Text provided:
━━━━━━━━━━━━━━━━━━━━
Purdue Pharma’s settlement with Oklahoma represents just one lawsuit, and they had to pay millions of dollars. Teva Pharmaceuticals settled out of just one lawsuit, for millions of dollars. If the rest of these lawsuits proceed and end similarly, with a hefty settlement, Purdue will also go bankrupt.

All the drug companies are claiming innocence, but hopefully soon a state judge in Oklahoma is going to determine whether or not Johnson and Johnson created a public nuisance, and if they are going to pay the $17 billion asked for by the state of Oklahoma. One thing is for sure though: the verdict of the case in Oklahoma is going to determine the future of the other lawsuits against them. 

One lawsuit down, 1,599 lawsuits to go.

Why It Matters

Taking on big pharmaceutical companies is a daunting prospect. Big pharmaceutical companies have lots and lots of money, and lots and lots of lawyers. Taking on a pharmaceutical company is time-consuming, and while all the companies deny wrongdoing, a judge has to determine whether or not the approach of these drug companies lead to a public nuisance, the argument of Oklahoma.

It is also a good time to mention precedent, as much of the American judicial system is built on this concept. Basically, precedent is the idea that when a verdict is issued in a case, similar cases should be treated the same. When companies settle, it is usually out of fear of losing a case, because then judges in other cases against them would view the Oklahoma case as precedent. A settlement saves money, a settlement saves face, and a settlement saves a company for any actual responsibility. If J&J is found to have created a nuisance and have to pay, it can quite possibly become a death spiral for the company. Thousands of lawsuits, each lawsuit for millions or billions of dollars, each one going in favor of the states or against J&J.

Conversely, if J&J does not have to pay Oklahoma, it is a sign that the other lawsuits might not bear any fruit, or would be relatively low payout compared to the $17 billion asked for by Oklahoma.

A Bigger Issue

Perhaps the biggest issue, not yet discussed, are the other problems from drug abuse. A lawsuit against big pharma for fueling the opioid crisis is not going to do justice to someone who started off on opioids and is now using heroin. And a lawsuit isn’t going to do anything for someone who has died.
━━━━━━━━━━━━━━━━━━━━
Provided material:
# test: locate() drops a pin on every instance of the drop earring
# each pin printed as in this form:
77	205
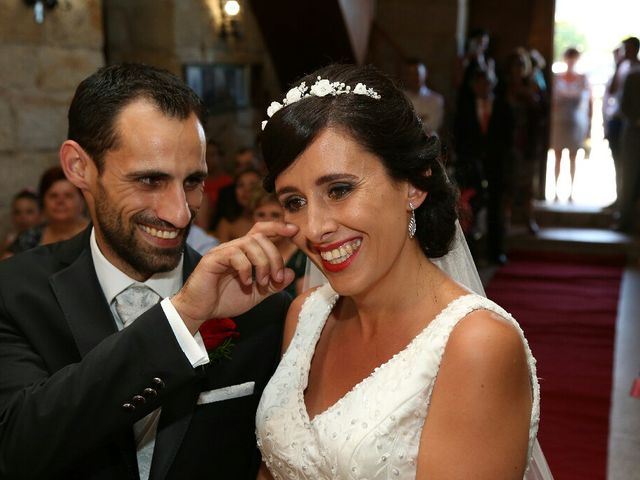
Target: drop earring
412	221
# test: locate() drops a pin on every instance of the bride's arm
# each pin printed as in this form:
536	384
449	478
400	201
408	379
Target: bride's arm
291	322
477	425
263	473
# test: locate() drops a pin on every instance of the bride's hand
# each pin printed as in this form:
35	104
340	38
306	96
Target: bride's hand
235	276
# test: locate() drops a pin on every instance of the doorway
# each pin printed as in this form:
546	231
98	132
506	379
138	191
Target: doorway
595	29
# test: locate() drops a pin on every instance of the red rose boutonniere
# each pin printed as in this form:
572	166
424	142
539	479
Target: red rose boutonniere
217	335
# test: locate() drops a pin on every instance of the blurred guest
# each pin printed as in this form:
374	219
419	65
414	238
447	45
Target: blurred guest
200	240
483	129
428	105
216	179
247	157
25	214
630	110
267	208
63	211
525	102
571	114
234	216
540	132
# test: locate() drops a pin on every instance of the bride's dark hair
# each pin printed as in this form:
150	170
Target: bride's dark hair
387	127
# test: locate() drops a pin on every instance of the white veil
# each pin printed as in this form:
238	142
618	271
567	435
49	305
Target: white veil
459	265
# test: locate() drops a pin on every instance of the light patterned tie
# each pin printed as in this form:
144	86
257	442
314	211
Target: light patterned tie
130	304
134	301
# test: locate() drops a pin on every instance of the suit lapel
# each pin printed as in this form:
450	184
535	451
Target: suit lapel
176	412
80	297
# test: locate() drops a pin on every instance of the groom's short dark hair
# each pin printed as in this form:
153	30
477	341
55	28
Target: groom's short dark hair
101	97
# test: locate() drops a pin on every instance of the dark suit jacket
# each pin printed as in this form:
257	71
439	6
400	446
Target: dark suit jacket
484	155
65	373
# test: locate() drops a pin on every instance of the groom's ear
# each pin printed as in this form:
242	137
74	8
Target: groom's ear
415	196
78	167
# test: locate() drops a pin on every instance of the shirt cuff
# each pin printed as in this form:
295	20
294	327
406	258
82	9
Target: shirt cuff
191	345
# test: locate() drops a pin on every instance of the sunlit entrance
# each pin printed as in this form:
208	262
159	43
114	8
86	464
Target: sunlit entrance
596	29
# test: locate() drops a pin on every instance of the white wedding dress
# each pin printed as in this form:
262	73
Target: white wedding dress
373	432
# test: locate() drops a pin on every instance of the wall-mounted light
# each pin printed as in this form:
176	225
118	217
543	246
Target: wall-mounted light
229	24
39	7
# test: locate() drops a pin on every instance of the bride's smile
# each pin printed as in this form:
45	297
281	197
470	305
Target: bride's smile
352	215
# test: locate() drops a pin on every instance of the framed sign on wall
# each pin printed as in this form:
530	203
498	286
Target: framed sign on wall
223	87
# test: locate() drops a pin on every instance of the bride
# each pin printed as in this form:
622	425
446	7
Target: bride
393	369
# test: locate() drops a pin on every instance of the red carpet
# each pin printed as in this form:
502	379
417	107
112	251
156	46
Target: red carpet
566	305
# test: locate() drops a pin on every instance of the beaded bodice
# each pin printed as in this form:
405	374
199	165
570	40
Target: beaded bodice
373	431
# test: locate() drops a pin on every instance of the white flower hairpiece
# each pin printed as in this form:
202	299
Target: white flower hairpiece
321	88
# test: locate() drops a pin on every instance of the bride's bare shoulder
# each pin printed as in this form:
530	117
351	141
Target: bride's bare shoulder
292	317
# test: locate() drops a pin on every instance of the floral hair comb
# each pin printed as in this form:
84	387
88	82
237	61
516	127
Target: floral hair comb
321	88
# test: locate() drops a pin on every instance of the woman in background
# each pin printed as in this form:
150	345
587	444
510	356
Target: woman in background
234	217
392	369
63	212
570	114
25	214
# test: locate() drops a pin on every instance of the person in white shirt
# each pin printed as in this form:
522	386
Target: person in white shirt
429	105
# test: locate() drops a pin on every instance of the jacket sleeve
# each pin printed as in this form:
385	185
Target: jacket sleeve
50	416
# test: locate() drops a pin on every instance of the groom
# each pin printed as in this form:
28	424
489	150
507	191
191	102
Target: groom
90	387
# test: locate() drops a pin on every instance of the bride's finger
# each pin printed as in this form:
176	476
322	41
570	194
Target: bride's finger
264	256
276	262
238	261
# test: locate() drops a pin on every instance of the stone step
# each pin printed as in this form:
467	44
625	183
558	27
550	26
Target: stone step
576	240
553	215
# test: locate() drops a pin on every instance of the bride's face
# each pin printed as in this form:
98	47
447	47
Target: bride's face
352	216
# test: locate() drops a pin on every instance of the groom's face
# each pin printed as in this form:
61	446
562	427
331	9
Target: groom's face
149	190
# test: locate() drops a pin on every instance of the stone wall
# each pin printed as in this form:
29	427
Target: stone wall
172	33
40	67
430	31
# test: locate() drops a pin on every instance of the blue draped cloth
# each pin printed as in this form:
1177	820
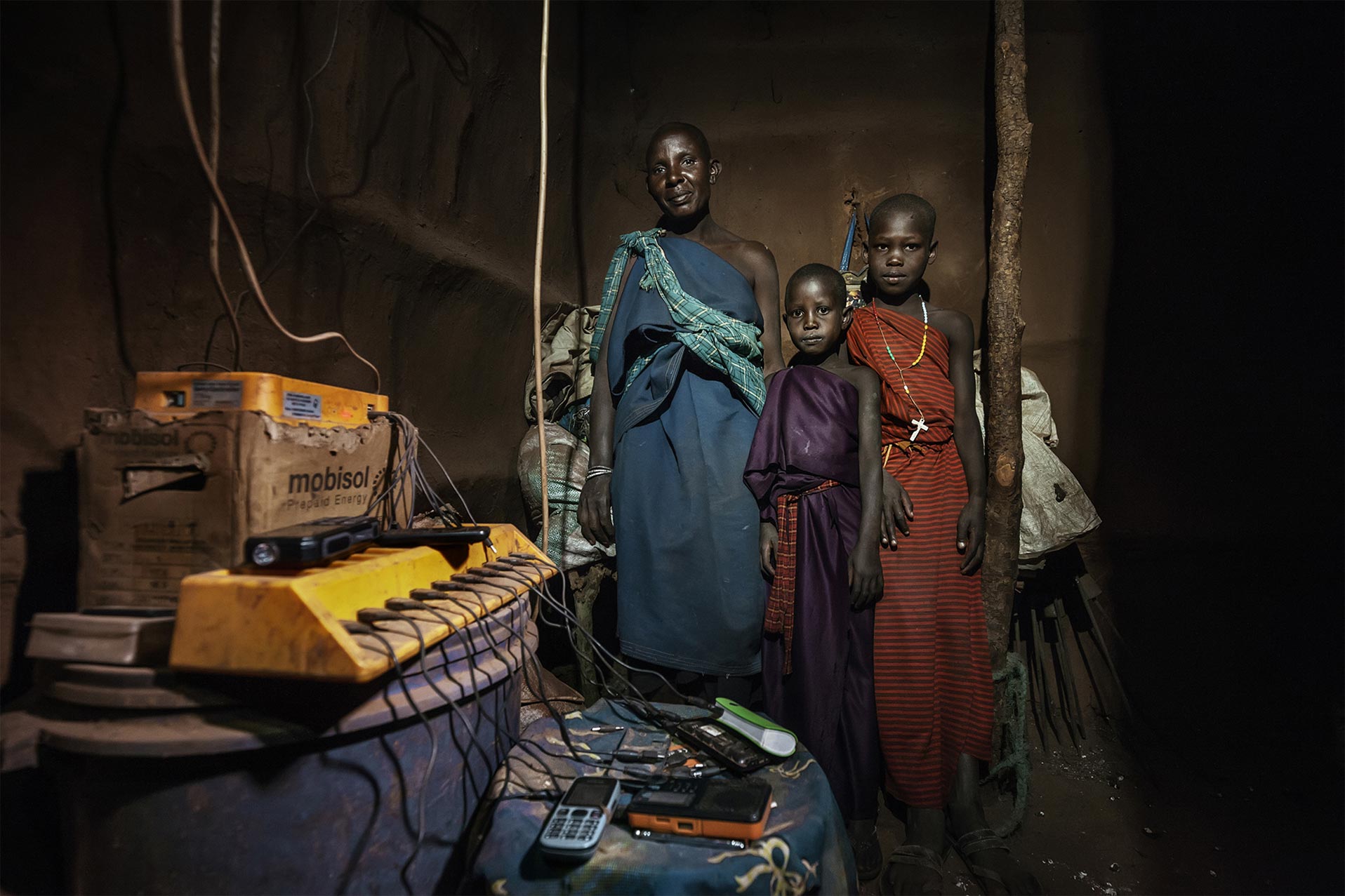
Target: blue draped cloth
━━━━━━━━━━━━━━━━━━━━
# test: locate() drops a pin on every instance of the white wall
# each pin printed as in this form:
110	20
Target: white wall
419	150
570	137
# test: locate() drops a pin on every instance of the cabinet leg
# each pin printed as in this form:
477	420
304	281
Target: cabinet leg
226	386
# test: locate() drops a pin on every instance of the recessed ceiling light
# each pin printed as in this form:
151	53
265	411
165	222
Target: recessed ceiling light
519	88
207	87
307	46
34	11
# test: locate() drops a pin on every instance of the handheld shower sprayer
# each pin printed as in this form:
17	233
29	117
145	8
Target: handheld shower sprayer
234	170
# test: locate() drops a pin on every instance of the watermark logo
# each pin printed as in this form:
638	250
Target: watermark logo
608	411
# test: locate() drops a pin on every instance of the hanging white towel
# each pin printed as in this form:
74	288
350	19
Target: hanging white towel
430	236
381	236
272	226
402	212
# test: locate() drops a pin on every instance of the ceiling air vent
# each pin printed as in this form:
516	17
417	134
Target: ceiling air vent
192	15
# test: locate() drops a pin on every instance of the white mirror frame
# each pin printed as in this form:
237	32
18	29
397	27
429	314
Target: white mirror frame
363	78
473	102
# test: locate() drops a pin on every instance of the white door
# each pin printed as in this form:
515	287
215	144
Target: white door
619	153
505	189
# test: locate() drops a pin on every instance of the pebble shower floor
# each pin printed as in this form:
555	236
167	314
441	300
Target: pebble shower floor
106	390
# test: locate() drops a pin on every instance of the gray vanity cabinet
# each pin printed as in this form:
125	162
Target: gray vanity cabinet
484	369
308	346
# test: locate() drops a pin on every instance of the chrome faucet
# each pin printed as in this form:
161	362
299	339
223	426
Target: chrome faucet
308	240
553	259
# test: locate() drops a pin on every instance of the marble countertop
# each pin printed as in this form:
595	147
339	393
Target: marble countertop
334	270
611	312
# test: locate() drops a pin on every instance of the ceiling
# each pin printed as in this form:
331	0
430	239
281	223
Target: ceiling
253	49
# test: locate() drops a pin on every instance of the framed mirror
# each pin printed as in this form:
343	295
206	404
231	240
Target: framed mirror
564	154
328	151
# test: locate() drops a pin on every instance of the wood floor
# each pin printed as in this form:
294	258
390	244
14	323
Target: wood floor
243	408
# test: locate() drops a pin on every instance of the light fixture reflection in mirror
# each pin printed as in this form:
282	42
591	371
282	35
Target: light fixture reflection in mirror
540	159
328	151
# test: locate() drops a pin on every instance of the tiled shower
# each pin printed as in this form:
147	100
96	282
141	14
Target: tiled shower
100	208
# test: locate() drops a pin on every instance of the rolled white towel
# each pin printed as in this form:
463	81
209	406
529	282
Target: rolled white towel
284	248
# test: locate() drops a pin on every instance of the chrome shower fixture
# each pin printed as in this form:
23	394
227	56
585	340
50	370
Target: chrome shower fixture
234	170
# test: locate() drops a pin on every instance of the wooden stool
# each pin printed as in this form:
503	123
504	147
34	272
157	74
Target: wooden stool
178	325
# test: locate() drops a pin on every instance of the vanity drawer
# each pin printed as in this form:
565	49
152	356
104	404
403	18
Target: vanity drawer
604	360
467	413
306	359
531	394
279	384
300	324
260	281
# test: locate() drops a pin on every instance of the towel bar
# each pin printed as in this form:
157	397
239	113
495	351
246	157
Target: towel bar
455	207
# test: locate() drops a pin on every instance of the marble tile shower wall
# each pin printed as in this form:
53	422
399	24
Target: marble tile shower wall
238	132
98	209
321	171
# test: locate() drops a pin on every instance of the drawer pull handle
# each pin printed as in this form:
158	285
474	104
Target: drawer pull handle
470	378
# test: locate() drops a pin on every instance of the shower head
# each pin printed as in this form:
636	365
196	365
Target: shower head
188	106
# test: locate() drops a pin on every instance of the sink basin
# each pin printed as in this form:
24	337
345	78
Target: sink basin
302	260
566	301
━━━━━━━━━━━━━━━━━━━━
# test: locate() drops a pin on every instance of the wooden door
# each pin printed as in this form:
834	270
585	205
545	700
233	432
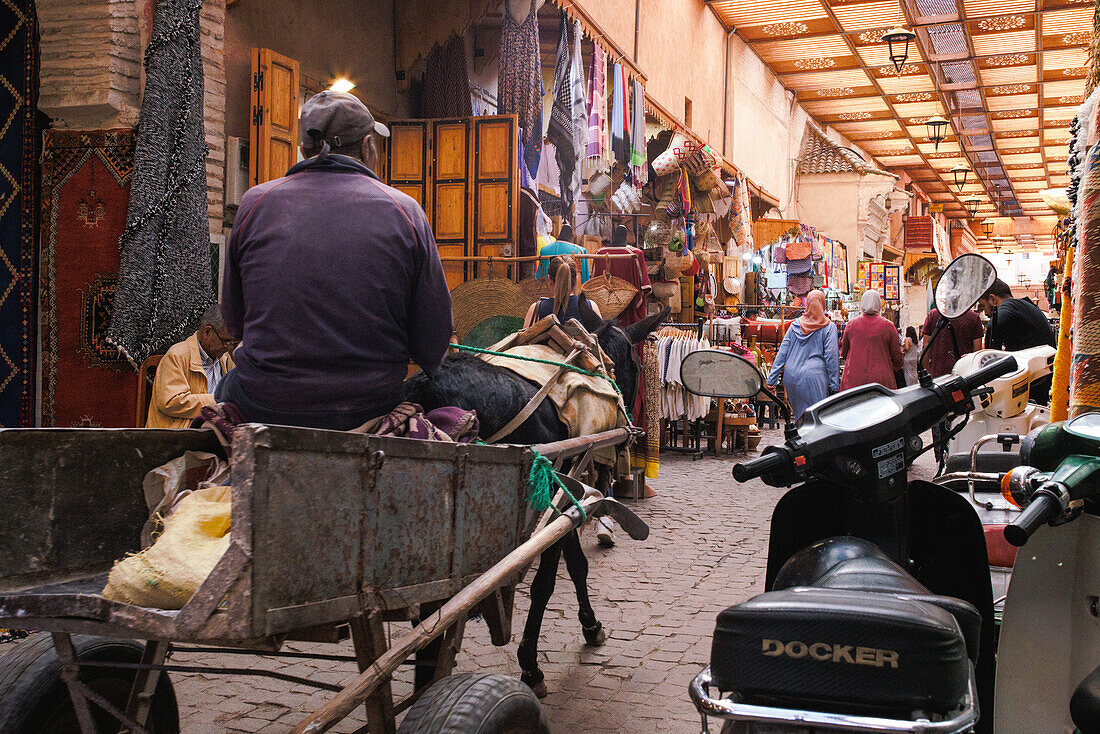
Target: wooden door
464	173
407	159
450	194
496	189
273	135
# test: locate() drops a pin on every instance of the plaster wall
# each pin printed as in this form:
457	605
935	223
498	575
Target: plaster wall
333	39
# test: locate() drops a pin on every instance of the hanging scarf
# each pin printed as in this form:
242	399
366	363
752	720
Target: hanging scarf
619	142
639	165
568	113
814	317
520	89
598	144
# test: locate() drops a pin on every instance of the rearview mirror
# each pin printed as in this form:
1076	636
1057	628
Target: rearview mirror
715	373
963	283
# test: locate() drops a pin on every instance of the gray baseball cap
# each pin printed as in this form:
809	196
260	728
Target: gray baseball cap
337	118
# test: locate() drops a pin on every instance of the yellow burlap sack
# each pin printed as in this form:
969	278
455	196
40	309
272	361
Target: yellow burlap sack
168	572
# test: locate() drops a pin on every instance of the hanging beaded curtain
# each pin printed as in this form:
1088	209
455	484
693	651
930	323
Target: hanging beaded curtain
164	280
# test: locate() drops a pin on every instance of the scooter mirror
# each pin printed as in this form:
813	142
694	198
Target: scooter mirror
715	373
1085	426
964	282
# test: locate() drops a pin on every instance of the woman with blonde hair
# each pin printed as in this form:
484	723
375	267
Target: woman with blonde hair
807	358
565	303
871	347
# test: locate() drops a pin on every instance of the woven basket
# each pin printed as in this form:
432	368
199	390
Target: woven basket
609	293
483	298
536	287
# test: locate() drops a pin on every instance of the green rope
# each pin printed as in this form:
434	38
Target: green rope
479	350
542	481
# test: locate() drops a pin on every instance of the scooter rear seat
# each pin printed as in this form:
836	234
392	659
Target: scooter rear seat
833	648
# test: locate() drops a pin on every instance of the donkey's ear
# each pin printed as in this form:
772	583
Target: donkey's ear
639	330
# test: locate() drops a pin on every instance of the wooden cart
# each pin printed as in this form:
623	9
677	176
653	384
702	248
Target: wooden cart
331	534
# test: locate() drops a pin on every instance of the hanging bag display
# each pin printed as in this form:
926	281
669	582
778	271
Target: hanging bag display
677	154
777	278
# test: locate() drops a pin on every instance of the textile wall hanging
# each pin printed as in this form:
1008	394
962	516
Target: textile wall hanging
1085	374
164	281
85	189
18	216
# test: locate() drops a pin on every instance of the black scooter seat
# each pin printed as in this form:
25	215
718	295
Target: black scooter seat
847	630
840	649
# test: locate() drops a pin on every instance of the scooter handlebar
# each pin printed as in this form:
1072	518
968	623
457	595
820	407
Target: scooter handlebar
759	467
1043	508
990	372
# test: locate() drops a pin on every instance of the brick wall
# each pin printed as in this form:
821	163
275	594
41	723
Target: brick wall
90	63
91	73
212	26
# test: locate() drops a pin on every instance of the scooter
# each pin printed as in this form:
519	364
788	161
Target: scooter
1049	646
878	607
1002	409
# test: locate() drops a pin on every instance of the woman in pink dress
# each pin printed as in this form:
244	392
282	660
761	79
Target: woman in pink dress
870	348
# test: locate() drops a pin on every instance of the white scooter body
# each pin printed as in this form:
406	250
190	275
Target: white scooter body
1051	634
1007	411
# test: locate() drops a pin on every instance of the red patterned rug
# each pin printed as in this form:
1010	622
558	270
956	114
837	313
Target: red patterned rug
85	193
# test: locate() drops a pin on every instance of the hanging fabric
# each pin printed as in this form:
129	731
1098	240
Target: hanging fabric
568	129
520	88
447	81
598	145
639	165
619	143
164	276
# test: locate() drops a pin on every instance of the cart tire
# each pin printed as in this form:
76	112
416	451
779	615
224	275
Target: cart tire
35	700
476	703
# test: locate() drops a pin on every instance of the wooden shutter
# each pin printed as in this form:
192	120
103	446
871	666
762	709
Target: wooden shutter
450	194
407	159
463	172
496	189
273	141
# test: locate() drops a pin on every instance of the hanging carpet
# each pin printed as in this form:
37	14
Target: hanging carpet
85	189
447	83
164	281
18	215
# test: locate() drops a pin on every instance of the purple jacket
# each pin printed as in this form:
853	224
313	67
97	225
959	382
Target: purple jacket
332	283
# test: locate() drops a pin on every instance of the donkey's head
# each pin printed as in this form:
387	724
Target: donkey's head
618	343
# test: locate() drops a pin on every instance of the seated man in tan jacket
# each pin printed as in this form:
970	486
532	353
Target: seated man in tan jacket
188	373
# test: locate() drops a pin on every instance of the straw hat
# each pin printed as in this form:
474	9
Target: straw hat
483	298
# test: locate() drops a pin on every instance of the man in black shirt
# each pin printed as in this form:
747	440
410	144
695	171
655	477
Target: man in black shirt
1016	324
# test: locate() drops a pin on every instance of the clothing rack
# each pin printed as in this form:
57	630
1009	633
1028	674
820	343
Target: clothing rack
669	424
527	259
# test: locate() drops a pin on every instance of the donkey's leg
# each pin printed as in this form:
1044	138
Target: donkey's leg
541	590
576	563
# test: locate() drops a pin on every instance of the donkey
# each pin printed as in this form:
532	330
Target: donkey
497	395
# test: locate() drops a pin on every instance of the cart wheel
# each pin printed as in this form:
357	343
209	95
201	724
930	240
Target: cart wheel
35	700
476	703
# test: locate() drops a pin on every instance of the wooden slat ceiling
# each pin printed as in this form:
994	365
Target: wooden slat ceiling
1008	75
━━━━━━━━━━━━━━━━━━━━
Tasks to perform:
1 – Translate this sentence from the opioid lawsuit text into Spanish: "Taking on big pharmaceutical companies is a daunting prospect."
2 – Return the part of the opioid lawsuit text between "Taking on big" and "argument of Oklahoma.", inclusive.
3 – Write the next part of the opioid lawsuit text, starting after its last sentence.
You can set the material aside; none of it is needed here.

Responses by task:
1 – Enfrentarse a las grandes compañías farmacéuticas es una perspectiva intimidante.

2 –
Taking on big pharmaceutical companies is a daunting prospect. Big pharmaceutical companies have lots and lots of money, and lots and lots of lawyers. Taking on a pharmaceutical company is time-consuming, and while all the companies deny wrongdoing, a judge has to determine whether or not the approach of these drug companies lead to a public nuisance, the argument of Oklahoma.

3 –
In 2017, Ohio launched a major lawsuit against 5 pharmaceutical companies who manufactured opioids, among them Johnson and Johnson, Teva, and Purdue Pharma. One of the statistics given to a judge was the number of people treated in Cuyahoga County hospitals for drug-related health problems: 9191 cases, up from previous years by 21%. Cuyahoga County is one of the hardest-hit counties in Ohio, and in 2016 2 people were dying every day from drug overdoses.

The hardest part of the opioid epidemic is figuring out the actual cost estimate. Conservative costs of the epidemic start around $70 billion and go upwards from there. Everyone has been affected, from small towns to large cities. The cost in lives might be incalculable; after all, what is the value of a life? In the case of the opioid crisis, what is the value of 70,000 lives? 100,000 lives? If a heroin addict goes to a hospital, and the heroin addict is a heroin addict because of an addiction nurtured by OxyContin or Percocet, should big pharma pay? And what is the cost?

Pharmaceutical companies are fighting these lawsuits tooth and nail, and because of settlements, big pharmaceutical companies have yet to be held culpable for their role in pushing billions of pain pills throughout the United States that resulted in the deaths of hundreds of thousands of people. THAT is why the Johnson and Johnson lawsuit is so important: if J&J is found guilty, then all the lawsuits against them, and the lawsuits against the other pharma companies, will continue and the companies will have to start undoing all the damage they have caused.